*TRECHO APRESENTADO*
▶

Moeda comum do BRICS pode ser concorrente
do dólar e euro, diz deputado guineano
Na Cúpula do BRICS em
Kazan ficou claro que a associação tem boas perspectivas, inclusive na questão
da criação de uma moeda comum, que poderia se tornar concorrente do dólar e do
euro, disse Abdoulaye Kourouma, membro da Assembleia Nacional da Guiné, à Sputnik.
Kourouma ressaltou que
o BRICS junta os países não apenas para se desenvolverem, mas também para
estabelecerem uma moeda única.
Ele acredita que o
dólar dos EUA e o euro, moeda da União Europeia, poderão ter um concorrente na
forma de uma moeda comum do BRICS no futuro.
"Já existem o
dólar e o euro. Se os principais países se unirem para desenvolver algo assim,
acho que é uma possibilidade. É a concorrência que vai definir suas regras. E a
concorrência favorece o mercado. Concordo que deve haver concorrência em todos
os níveis", disse Kourouma.
O parlamentar guineano
observou que novos parceiros do BRICS, como a Turquia, estão demonstrando
interesse na associação.
"Os grandes
países estão batendo na porta. Na minha opinião, ainda é necessário ir à África
e fazer o que as organizações clássicas não foram capazes de fazer."

◀

*ENUNCIADO*
Dê continuidade à notícia sobre a moeda comum do BRICS, começando logo depois da última frase do trecho apresentado.

*Trechos de um conjunto de dados de apontamento*

▶

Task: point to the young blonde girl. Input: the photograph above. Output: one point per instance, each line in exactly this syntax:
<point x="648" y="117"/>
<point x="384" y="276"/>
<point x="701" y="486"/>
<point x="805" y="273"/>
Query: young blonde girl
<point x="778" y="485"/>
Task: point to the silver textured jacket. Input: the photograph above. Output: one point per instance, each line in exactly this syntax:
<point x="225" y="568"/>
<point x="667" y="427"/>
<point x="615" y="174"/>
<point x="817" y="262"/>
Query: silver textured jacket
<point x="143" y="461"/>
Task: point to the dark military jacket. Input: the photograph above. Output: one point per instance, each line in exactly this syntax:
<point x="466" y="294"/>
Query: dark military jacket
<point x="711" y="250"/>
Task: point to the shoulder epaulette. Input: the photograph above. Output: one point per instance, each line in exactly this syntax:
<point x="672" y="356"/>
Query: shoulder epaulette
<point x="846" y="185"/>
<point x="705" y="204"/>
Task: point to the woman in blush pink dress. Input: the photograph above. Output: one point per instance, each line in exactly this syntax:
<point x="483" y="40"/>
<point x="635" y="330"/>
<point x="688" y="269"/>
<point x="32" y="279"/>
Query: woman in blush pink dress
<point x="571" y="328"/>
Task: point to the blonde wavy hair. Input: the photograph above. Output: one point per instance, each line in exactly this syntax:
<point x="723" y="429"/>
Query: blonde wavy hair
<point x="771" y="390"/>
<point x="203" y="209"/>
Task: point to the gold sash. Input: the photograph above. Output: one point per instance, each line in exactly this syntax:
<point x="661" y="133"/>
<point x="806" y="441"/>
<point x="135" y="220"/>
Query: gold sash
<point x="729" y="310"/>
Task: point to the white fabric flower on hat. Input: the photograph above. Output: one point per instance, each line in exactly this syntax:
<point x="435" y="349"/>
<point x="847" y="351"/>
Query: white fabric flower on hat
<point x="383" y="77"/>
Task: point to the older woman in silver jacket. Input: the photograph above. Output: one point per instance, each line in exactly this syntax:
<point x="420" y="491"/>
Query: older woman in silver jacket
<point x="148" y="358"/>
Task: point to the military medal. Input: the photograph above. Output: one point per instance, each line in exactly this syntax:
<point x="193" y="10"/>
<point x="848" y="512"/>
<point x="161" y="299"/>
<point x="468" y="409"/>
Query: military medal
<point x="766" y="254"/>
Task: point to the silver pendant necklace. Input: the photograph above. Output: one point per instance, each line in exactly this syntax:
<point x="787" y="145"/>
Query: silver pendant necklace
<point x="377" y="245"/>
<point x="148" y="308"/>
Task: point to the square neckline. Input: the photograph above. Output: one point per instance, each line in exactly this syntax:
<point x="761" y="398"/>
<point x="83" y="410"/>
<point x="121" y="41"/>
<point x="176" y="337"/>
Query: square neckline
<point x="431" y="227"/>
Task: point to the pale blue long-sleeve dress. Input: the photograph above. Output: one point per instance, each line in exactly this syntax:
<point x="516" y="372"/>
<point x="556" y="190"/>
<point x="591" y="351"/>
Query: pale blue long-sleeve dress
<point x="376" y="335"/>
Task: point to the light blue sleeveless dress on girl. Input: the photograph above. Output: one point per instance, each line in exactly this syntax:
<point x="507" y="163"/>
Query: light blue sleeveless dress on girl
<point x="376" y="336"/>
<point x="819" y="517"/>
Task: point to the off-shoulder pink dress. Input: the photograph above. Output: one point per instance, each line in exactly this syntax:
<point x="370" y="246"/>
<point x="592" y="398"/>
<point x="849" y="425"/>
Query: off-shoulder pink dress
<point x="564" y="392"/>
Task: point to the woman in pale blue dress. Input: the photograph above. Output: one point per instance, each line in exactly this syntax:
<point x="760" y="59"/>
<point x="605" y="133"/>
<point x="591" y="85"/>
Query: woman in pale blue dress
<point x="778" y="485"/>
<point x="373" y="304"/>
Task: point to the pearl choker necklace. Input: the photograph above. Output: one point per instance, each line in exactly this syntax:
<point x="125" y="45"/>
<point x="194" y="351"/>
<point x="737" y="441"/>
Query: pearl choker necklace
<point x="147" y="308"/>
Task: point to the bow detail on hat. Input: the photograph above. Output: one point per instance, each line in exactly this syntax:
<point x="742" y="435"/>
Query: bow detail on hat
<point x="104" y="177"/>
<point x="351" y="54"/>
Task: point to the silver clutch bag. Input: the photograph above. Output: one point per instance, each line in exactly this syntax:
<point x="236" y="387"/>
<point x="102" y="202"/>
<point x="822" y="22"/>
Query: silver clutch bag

◀

*RESPOSTA*
Ele disse que a
evolução do BRICS e de suas instituições, inclusive o Novo Banco de
Desenvolvimento, chefiado por Dilma Rousseff, vai fazer com que a associação
desempenhe um papel mais importante.
Segundo ele, a 16ª
Cúpula do BRICS em Kazan, que ocorreu de 22 a 24 de outubro, mostrou que a
Rússia não está isolada e está se desenvolvendo apesar da pressão das sanções
ocidentais.
"Esta cúpula está
mais bem organizada do que as eleições nos EUA. O mundo inteiro está aqui.
Estou surpreso, há milhares de jornalistas aqui. [...] A Rússia não está
isolada", afirmou.
Ele acrescentou que as
sanções se tornaram uma boa oportunidade para o desenvolvimento da Rússia.
<><> Cúpula
em Kazan culminou presidência russa
O BRICS é uma
associação interestatal criada em 2006. A Rússia assumiu a presidência do BRICS
em 1º de janeiro de 2024. Em 2025, a presidência vai passar da Rússia para o
Brasil.
O ano começou com a
entrada de novos membros na associação: além da Rússia, Brasil, Índia, China e
África do Sul, o BRICS agora inclui o Egito, Etiópia, Irã, Emirados Árabes
Unidos e Arábia Saudita.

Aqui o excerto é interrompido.